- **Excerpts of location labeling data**
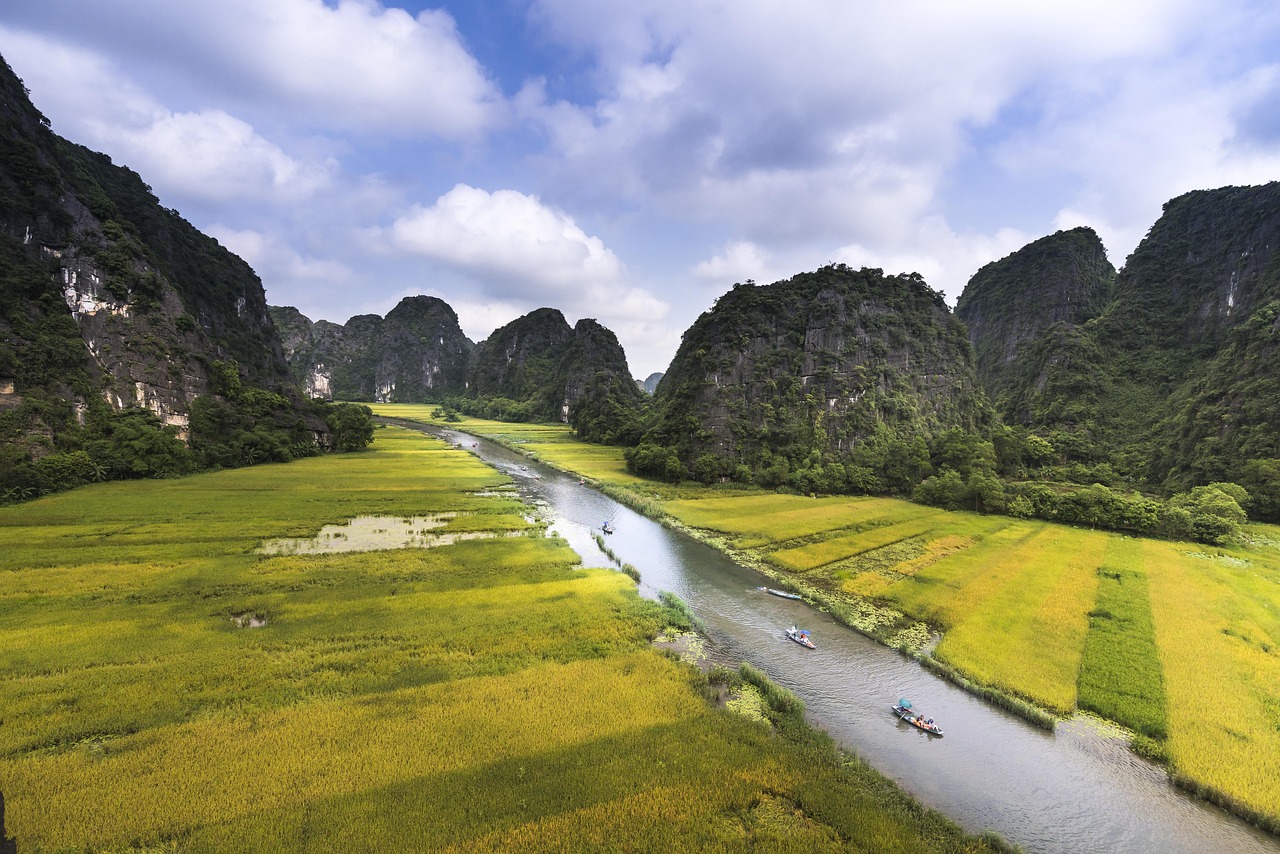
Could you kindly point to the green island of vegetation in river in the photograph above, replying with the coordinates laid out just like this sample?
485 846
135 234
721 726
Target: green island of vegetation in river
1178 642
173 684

- **Goal**
Every entry should be returned exactly as written, minus the pictures.

- **Answer to the problem**
Could you kindly point to the green island of vegetation in river in the photograph above, replying with the coordinates laid out just like this sample?
485 846
135 234
721 726
Target: green island of vegetation in river
1178 642
173 684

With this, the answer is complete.